▸ Zu erledigende Aufgaben:
• 1. Gib aus dem Entscheidungstext alles von „Der Berufung wird“ bis einschließlich „der geltenden Fassung.“ wortgetreu wieder.
• 2. Übersetze den Satz „Der Berufung wird Folge gegeben und das erstinstanzliche Straferkenntnis ersatzlos behoben.“ aus dem Entscheidungstext ins Englische.

▸ Vorliegender Text:
....................

Der Unabhängige Verwaltungssenat des Landes Oberösterreich hat durch sein Mitglied Dr. Leopold Wimmer über die Berufung von Frau DI Dr. M F R, vertreten durch H/N & Partner, gegen das Straferkenntnis der Bezirkshauptmannschaft Gmunden vom 13. Juli 2005, Wa96-49/12-2004, wegen Übertretung des Wasserrechtsgesetzes zu Recht erkannt:

 

Der Berufung wird Folge gegeben und das erstinstanzliche Straferkenntnis ersatzlos behoben.

 

Rechtsgrundlage:

§ 66 Abs.4 Allgemeines Verwaltungsverfahrensgesetz 1991 (AVG), iVm §§ 24, 45 und 51 Verwaltungsstrafgesetz 1991 (VStG) jeweils in der geltenden Fassung.

....................

▸ Auflistung:
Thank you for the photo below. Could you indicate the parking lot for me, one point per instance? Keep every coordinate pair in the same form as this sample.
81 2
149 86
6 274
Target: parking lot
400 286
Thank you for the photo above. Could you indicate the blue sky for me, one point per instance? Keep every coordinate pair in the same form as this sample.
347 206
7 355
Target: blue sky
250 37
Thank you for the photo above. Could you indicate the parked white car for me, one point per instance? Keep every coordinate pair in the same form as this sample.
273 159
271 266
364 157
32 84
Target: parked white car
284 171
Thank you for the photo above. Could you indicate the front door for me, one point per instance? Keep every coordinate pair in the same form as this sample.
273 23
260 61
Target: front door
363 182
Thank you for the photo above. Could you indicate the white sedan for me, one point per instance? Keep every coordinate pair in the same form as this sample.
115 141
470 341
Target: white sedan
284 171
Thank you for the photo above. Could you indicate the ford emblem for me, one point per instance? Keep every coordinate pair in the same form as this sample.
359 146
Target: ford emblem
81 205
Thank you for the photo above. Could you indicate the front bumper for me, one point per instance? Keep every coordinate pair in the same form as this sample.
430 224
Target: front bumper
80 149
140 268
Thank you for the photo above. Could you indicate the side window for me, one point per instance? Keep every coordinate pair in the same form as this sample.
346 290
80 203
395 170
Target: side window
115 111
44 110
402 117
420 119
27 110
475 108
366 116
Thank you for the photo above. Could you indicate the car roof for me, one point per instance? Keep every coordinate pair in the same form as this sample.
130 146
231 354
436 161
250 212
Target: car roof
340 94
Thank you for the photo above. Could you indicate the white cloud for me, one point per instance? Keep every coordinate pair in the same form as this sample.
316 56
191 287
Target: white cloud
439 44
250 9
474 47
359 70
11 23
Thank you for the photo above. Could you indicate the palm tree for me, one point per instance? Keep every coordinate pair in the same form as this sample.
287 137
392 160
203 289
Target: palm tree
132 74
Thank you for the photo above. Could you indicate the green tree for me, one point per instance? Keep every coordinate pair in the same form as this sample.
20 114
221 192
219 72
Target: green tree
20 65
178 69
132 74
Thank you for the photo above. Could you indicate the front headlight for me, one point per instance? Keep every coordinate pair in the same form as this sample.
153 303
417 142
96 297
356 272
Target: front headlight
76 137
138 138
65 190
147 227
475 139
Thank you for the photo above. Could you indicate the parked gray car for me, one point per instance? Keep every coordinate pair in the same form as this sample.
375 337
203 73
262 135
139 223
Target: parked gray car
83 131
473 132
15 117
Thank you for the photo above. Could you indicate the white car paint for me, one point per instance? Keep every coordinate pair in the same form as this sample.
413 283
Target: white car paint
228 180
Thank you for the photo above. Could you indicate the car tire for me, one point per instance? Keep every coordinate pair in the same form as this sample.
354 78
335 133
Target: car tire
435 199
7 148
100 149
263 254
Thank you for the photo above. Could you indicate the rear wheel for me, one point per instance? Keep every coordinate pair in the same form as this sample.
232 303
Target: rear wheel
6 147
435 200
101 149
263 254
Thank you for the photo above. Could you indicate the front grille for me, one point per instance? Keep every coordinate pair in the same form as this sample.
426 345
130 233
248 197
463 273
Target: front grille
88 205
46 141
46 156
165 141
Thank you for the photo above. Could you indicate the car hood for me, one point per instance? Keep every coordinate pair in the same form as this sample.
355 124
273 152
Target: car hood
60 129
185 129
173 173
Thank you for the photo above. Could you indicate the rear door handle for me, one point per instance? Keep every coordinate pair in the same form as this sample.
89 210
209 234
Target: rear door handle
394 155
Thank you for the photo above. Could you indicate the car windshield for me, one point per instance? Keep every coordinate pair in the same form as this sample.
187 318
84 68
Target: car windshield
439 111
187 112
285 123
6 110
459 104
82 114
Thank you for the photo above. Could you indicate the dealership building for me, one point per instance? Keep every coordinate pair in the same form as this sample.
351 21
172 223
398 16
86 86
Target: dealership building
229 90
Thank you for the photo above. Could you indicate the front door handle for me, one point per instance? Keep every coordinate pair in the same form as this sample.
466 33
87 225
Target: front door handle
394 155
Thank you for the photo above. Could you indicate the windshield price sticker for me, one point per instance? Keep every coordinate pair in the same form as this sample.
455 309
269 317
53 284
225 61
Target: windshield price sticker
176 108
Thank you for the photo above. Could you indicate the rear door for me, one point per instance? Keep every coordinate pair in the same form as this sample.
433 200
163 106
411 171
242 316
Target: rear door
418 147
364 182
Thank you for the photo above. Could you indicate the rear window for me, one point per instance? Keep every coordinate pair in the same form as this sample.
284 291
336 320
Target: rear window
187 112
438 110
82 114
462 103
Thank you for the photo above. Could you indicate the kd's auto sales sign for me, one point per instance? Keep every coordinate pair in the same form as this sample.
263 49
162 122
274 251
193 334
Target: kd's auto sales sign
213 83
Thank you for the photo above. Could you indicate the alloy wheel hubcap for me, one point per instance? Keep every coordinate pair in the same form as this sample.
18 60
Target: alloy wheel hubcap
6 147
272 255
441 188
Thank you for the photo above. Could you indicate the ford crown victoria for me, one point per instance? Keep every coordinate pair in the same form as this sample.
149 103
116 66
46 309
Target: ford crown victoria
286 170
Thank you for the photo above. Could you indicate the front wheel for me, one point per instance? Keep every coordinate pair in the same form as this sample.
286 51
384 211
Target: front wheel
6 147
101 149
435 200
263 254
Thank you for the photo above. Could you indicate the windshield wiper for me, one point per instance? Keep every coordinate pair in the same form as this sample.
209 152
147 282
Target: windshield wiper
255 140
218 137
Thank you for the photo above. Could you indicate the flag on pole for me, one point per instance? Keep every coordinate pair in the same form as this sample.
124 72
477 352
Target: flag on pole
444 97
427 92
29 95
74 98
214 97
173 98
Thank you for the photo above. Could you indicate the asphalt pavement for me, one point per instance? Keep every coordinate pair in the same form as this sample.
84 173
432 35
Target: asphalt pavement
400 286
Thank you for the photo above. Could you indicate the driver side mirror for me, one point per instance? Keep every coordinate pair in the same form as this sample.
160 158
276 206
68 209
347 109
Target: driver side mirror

....................

▸ Lösungen der Aufgaben:
• 1.
Der Berufung wird Folge gegeben und das erstinstanzliche Straferkenntnis ersatzlos behoben.

 

Rechtsgrundlage:

§ 66 Abs.4 Allgemeines Verwaltungsverfahrensgesetz 1991 (AVG), iVm §§ 24, 45 und 51 Verwaltungsstrafgesetz 1991 (VStG) jeweils in der geltenden Fassung.

• 2. The appeal is granted and the penalty decision of the first instance is set aside without replacement.